▶ What to work on:
The output should be every line below that includes the word "knife".

******

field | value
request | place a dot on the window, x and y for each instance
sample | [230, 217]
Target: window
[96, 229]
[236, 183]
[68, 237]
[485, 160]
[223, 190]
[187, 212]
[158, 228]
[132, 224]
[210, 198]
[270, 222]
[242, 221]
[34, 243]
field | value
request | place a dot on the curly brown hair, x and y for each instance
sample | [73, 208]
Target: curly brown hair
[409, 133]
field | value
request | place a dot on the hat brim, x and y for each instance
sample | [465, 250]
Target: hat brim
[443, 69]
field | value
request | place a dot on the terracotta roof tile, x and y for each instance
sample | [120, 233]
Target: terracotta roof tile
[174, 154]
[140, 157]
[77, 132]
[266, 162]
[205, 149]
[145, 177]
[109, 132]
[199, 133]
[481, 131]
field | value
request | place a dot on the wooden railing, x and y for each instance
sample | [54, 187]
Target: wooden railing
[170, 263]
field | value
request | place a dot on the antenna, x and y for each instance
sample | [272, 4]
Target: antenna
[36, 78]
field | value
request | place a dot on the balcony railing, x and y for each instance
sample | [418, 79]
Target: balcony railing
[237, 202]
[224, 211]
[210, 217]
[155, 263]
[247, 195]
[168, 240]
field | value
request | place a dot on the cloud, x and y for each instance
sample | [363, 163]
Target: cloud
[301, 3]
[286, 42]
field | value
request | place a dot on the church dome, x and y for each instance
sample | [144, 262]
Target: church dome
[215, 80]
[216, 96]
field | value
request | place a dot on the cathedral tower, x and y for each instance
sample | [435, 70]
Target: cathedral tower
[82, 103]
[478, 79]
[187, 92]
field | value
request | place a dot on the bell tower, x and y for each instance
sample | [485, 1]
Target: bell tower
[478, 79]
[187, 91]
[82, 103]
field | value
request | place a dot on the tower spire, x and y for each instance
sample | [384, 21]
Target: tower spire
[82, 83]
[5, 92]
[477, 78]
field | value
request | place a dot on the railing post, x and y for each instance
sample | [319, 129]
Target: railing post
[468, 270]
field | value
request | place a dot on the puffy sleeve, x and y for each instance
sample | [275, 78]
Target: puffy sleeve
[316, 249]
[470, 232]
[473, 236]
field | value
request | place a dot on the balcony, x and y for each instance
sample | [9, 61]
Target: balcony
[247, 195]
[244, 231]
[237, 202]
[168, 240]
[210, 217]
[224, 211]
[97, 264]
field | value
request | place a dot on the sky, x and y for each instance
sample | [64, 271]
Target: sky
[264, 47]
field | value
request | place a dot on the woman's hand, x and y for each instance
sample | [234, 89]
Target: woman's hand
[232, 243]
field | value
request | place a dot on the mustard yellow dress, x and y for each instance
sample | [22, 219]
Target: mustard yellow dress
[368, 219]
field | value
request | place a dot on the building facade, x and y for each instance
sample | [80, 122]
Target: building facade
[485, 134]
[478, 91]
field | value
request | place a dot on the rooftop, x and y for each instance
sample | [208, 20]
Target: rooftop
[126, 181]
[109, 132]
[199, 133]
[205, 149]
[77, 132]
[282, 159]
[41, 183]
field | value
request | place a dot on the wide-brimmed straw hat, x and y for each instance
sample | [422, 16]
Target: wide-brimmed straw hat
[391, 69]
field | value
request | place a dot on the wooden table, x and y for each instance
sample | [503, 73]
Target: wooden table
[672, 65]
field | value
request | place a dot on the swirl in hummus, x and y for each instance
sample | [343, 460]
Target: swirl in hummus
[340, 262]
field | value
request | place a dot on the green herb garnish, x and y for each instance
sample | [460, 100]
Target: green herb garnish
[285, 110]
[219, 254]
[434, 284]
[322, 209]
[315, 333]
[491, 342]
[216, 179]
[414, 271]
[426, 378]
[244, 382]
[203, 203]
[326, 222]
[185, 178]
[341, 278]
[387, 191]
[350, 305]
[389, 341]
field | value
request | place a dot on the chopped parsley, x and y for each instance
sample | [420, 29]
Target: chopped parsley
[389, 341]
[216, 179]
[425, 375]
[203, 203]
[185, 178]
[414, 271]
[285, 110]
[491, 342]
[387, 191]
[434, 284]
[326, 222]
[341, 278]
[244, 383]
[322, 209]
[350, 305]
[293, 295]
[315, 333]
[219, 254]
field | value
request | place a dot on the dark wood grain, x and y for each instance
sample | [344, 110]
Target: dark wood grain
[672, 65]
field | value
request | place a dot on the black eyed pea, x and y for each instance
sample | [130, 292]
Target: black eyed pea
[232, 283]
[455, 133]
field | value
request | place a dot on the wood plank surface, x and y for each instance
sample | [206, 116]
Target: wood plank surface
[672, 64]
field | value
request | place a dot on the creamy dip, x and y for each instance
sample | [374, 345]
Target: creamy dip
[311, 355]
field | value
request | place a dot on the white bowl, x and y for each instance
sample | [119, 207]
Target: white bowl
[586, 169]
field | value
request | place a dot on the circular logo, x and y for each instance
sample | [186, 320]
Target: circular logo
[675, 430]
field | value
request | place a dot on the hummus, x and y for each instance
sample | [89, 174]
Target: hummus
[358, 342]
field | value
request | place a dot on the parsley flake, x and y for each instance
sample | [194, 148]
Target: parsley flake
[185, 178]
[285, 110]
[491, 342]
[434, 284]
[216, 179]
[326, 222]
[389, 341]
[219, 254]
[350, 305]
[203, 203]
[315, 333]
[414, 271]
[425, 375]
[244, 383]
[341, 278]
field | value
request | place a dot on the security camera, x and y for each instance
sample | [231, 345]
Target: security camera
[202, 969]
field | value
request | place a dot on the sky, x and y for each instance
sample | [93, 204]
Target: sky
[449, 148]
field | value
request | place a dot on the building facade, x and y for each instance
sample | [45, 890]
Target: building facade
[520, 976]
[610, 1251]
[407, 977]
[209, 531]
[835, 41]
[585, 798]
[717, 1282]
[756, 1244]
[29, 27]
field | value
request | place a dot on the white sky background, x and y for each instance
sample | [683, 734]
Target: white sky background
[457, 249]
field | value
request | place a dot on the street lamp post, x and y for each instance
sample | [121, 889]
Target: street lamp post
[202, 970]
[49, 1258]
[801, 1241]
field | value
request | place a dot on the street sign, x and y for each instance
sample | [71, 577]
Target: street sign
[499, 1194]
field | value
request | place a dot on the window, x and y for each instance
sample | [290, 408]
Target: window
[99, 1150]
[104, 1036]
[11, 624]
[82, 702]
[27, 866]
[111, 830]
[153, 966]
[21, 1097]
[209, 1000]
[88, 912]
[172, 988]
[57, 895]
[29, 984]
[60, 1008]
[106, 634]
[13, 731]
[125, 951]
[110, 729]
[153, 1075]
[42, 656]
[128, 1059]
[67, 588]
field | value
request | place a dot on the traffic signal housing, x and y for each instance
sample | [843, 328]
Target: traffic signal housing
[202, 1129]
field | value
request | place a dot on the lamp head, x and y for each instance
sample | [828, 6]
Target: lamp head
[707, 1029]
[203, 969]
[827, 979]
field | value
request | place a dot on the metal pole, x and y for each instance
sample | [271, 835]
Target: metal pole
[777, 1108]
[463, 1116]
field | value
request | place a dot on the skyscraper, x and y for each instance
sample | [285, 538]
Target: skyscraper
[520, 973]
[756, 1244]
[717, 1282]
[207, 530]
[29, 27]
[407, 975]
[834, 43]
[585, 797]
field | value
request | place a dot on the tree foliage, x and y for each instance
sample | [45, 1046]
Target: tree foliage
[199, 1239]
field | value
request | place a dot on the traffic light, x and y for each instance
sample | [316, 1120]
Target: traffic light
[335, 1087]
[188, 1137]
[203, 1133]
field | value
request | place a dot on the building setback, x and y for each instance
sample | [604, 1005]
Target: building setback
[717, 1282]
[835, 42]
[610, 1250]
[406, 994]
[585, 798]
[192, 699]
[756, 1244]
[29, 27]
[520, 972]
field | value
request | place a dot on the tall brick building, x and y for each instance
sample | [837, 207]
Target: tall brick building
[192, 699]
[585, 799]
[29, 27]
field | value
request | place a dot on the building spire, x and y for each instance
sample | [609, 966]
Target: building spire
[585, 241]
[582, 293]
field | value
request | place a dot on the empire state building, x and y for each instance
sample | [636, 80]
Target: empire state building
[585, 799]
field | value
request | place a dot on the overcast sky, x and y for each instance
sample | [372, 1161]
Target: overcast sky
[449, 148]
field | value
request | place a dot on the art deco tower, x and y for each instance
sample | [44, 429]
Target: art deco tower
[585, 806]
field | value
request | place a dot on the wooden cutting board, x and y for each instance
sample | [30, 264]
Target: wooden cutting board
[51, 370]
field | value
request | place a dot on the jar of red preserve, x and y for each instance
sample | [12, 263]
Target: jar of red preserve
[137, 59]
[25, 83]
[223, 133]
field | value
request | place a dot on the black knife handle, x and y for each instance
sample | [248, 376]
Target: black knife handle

******

▶ Output:
request | place a dot on the black knife handle, x and y for each instance
Target: black knife handle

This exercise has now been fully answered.